Records excerpted from a collection
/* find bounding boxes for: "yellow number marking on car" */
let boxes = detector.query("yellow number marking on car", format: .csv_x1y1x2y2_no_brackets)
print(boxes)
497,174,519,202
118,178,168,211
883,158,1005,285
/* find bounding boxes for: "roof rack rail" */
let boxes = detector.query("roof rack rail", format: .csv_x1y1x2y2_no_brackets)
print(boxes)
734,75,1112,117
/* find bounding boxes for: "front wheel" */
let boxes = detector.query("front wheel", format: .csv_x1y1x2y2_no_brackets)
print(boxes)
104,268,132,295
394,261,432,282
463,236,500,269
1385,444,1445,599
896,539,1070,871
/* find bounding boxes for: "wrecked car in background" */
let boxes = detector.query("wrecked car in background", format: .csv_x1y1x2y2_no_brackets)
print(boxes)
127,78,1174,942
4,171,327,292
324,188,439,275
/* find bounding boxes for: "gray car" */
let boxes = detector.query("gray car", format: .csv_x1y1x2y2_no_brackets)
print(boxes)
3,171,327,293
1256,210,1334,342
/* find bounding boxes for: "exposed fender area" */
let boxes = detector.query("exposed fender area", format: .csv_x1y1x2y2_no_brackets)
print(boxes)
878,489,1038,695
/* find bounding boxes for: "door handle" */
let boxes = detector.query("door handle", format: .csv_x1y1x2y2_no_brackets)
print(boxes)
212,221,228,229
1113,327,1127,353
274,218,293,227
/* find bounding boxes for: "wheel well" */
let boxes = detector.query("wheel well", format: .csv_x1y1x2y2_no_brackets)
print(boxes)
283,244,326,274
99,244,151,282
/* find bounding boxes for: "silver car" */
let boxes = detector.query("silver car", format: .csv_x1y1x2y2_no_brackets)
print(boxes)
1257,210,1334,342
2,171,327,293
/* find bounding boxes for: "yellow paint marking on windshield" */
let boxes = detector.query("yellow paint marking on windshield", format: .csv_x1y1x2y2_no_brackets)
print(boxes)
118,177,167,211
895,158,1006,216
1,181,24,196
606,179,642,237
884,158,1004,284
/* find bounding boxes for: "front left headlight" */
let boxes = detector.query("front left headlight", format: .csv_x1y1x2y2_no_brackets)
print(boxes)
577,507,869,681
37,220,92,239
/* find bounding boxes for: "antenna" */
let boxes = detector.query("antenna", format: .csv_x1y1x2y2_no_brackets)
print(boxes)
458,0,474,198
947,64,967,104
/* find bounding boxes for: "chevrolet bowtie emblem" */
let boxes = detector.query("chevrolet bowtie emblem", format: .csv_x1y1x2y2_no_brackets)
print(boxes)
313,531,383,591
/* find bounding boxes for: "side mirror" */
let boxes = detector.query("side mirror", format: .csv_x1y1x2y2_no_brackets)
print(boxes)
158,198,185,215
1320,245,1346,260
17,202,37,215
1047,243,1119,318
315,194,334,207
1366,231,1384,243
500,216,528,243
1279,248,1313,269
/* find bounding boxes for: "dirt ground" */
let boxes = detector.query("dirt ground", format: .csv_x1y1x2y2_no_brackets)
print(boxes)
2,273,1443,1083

* * *

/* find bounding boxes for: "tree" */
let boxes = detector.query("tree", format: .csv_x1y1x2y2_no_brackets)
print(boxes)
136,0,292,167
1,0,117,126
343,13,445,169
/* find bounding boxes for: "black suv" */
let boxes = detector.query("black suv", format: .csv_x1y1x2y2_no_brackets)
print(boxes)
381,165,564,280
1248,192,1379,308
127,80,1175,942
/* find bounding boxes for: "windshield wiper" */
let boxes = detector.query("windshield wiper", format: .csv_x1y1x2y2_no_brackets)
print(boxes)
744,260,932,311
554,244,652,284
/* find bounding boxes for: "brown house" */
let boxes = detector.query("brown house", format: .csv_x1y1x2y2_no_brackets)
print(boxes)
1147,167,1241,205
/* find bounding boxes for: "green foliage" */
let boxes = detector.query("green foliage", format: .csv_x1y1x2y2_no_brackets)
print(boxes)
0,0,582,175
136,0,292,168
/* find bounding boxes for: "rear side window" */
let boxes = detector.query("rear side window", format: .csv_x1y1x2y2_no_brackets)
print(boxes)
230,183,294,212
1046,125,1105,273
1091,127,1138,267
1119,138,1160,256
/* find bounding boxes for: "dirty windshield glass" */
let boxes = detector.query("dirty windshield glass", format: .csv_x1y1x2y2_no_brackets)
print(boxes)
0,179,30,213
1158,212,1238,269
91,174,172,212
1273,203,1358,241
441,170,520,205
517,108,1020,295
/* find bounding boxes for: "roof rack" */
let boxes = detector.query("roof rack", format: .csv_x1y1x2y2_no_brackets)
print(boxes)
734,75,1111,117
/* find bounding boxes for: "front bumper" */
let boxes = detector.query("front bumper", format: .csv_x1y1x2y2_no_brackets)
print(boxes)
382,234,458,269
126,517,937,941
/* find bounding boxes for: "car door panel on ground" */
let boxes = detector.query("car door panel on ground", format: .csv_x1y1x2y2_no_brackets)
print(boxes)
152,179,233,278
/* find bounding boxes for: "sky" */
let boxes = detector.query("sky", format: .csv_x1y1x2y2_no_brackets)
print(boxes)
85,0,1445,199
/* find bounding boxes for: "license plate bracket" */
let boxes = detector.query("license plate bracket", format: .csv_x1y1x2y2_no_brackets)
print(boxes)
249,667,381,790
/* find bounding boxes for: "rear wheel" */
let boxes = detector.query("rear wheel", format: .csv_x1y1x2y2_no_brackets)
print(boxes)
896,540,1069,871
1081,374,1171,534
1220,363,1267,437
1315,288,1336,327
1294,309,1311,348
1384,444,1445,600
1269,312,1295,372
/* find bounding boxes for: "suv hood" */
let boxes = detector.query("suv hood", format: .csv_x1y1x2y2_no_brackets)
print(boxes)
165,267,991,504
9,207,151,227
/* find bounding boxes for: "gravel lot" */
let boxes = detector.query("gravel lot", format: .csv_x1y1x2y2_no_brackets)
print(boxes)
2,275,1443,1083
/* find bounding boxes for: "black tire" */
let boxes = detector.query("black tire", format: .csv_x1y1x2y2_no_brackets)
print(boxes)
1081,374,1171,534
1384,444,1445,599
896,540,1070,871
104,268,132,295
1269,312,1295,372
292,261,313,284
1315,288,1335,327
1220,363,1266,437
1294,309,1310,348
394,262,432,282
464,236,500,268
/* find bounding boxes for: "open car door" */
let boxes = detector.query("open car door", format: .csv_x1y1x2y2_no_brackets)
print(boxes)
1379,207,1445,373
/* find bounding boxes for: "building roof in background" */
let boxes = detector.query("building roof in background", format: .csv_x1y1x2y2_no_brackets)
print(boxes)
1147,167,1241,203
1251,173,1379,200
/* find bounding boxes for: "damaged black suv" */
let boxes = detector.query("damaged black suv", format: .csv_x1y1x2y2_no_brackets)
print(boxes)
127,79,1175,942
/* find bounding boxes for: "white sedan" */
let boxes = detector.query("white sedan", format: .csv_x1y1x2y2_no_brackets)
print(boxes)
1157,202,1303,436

* _WORK ITEM_: Wherever a line in the records contains the word "brown", copy that line.

* _SOLUTION BELOW_:
/* find bounding boxes for: "brown house" */
let boxes = detector.query("brown house", format: .csv_x1y1x2y2_no_brackets)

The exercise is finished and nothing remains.